Location annotation dataset excerpts:

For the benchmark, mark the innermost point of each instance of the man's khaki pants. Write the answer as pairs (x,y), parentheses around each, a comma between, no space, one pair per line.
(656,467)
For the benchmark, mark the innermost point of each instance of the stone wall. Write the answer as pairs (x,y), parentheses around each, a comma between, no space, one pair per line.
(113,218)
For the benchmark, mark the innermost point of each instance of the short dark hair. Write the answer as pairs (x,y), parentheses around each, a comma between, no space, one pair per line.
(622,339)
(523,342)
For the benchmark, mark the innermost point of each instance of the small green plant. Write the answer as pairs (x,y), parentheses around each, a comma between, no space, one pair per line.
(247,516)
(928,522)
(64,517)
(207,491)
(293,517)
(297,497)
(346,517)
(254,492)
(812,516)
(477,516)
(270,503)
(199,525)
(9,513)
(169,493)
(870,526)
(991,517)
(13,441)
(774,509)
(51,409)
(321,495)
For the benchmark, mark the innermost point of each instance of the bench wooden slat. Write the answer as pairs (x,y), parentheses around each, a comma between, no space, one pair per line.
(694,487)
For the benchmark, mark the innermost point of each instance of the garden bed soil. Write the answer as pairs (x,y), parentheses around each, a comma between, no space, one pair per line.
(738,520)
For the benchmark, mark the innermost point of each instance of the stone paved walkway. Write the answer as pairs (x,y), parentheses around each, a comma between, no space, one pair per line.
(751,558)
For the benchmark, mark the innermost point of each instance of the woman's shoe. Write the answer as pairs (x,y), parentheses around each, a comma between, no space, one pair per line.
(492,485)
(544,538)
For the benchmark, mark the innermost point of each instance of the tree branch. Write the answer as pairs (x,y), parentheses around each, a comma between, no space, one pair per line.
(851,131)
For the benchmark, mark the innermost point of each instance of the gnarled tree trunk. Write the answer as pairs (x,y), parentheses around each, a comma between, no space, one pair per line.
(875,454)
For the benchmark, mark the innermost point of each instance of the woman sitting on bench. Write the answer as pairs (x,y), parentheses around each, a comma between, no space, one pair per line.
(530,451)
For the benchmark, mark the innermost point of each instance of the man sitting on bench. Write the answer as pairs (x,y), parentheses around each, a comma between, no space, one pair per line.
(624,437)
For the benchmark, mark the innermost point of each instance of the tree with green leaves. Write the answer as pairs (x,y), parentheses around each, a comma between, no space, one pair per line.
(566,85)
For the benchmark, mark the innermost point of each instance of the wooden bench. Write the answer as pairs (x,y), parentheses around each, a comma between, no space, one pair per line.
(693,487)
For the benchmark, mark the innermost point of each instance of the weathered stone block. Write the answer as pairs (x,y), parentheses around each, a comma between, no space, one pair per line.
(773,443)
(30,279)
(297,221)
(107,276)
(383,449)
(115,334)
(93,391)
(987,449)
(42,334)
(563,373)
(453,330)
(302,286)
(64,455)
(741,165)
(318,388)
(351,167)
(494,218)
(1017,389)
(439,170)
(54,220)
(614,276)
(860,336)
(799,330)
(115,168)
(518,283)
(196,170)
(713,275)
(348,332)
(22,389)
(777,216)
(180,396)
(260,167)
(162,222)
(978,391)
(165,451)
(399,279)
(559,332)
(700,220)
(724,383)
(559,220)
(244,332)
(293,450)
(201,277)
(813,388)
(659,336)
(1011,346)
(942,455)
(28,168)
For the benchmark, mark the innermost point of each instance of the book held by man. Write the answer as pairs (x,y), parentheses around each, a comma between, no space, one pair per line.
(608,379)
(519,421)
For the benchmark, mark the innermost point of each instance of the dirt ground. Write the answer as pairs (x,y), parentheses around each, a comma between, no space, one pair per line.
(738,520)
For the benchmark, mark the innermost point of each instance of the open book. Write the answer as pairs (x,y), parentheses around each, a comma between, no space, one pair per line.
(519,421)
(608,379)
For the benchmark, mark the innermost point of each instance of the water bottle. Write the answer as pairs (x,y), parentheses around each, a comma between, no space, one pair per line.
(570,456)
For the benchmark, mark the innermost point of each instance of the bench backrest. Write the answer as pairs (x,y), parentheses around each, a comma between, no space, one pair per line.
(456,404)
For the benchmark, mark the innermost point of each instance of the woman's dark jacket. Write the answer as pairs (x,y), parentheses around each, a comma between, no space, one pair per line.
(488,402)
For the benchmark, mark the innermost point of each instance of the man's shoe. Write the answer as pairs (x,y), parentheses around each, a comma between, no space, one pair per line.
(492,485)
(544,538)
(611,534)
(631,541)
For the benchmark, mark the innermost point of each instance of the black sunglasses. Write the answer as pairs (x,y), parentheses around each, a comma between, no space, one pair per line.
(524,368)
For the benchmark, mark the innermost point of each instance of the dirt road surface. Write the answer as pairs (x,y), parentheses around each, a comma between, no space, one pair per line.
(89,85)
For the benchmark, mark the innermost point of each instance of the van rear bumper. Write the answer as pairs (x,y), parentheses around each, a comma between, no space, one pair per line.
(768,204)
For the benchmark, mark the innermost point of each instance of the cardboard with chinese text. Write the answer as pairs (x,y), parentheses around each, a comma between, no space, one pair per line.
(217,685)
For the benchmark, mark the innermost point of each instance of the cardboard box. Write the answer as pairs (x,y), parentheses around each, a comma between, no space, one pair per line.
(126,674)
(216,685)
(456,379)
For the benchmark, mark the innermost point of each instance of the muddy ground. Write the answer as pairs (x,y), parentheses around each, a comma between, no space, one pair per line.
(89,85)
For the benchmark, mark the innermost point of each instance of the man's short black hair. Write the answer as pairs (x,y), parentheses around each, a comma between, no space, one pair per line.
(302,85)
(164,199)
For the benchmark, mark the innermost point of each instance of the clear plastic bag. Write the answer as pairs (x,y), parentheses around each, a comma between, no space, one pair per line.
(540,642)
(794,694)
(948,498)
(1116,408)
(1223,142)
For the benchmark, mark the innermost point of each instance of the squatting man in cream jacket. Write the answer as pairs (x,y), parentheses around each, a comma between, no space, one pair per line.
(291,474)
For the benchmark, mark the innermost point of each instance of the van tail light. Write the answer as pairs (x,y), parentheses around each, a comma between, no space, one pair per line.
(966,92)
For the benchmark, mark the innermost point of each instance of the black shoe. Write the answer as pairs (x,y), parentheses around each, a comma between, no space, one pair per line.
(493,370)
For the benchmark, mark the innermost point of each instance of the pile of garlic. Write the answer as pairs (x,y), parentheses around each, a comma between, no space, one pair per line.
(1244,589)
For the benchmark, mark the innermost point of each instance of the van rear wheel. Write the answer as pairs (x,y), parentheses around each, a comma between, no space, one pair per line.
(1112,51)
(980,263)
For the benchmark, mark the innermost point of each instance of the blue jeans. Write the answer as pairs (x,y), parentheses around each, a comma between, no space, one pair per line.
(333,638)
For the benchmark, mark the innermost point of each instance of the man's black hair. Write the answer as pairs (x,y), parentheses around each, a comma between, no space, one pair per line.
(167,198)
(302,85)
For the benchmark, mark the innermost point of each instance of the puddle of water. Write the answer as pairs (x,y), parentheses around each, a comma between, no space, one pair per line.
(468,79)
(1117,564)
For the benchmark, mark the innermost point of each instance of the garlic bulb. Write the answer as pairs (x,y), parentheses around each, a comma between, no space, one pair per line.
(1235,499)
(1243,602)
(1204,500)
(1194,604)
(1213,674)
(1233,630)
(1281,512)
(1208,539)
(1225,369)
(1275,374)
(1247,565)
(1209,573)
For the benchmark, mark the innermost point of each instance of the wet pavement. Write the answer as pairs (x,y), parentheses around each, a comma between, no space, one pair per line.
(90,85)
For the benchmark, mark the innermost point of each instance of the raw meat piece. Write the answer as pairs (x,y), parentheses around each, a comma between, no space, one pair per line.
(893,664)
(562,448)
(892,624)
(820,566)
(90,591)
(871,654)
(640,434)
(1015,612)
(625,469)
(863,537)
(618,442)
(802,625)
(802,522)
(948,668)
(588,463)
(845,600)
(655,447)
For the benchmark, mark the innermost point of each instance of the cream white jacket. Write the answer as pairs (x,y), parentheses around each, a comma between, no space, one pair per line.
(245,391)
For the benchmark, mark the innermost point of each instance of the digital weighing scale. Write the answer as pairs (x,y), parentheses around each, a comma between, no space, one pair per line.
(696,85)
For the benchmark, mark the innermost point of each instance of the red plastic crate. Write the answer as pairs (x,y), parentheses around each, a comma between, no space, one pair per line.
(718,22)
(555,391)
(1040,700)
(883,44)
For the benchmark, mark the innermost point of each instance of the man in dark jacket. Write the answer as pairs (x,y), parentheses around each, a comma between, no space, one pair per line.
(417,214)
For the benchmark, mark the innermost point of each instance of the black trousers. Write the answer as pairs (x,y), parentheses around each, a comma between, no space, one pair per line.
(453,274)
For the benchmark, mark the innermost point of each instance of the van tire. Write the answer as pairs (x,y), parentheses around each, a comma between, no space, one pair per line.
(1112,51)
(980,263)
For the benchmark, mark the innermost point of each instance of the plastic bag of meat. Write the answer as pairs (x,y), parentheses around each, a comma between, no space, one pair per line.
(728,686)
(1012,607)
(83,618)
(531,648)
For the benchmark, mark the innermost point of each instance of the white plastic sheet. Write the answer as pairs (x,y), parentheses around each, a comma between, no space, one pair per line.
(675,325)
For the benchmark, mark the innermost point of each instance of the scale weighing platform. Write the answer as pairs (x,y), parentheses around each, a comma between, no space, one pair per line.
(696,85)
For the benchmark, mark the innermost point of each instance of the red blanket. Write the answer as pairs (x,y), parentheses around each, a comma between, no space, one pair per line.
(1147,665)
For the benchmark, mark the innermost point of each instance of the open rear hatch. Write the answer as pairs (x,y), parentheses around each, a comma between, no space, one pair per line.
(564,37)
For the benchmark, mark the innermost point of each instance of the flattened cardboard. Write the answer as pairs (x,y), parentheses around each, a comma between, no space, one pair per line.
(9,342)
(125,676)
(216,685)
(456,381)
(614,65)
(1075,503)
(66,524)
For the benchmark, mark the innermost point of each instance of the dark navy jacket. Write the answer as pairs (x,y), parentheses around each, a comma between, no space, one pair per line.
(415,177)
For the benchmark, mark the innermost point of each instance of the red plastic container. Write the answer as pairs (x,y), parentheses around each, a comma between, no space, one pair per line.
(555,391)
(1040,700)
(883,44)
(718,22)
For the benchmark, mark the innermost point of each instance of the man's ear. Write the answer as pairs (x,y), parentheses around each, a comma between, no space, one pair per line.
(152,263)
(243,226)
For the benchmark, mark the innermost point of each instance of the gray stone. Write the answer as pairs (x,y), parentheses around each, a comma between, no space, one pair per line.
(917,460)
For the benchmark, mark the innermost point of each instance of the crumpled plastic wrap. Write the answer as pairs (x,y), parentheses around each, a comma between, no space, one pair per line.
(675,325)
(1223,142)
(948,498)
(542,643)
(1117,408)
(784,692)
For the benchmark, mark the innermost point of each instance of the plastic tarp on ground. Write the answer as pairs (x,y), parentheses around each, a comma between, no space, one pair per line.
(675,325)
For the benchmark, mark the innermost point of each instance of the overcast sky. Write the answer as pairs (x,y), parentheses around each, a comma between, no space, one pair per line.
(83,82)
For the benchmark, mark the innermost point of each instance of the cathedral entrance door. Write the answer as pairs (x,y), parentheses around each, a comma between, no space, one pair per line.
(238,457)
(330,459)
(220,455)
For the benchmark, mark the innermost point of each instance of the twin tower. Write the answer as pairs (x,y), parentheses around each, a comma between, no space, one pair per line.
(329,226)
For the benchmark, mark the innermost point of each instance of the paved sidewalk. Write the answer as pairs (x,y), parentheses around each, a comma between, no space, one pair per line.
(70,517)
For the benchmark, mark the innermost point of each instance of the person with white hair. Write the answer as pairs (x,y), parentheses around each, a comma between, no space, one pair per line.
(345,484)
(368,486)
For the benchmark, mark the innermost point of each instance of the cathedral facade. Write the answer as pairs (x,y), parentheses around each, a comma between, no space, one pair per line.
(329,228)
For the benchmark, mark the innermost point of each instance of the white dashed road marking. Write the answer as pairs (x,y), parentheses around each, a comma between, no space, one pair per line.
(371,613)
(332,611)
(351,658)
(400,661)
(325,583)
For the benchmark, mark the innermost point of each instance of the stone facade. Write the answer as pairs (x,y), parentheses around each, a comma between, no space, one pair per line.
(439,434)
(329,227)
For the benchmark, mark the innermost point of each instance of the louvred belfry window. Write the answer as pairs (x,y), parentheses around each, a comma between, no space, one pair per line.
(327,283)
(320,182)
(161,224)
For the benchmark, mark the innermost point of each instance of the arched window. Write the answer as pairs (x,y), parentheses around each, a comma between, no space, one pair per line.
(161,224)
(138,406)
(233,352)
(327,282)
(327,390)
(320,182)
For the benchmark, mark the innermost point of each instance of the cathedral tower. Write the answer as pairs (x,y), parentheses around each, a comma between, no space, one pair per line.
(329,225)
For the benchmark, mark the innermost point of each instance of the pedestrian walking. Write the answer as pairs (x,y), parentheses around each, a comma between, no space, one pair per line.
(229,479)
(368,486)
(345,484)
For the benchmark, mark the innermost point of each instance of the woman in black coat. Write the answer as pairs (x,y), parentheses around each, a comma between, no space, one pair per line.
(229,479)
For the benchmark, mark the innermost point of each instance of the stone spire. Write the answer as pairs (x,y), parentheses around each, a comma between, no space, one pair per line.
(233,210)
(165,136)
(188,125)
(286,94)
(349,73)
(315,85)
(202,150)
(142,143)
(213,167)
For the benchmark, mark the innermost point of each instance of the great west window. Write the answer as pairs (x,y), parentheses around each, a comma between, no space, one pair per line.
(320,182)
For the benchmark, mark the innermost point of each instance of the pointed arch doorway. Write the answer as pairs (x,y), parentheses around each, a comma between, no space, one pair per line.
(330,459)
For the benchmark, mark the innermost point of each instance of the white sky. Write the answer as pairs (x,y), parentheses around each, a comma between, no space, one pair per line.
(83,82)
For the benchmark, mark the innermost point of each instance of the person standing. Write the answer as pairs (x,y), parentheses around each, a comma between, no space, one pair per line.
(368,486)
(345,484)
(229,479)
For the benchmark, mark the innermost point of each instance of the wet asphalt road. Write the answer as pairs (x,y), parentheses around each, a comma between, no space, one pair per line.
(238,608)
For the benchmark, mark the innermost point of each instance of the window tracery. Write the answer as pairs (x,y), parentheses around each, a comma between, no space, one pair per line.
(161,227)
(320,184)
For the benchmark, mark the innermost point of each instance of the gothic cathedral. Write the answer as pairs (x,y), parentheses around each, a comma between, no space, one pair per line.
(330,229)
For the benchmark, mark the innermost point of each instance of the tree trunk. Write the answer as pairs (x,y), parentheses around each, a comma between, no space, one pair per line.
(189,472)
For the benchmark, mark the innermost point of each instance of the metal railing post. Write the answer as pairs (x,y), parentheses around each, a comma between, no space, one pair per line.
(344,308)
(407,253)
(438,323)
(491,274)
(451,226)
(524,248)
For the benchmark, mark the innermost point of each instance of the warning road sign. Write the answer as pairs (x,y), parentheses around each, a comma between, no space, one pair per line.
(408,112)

• **Exercise description**: Reproduce word for word the lines of the listing above, starting with the line containing "of the warning" and going on through the final line of the listing.

• **Exercise output**:
For the benchmark, mark the innermost point of each instance of the warning road sign. Write the answer as pairs (x,y), parentheses around each, a comma between, no space, one pair per line.
(408,112)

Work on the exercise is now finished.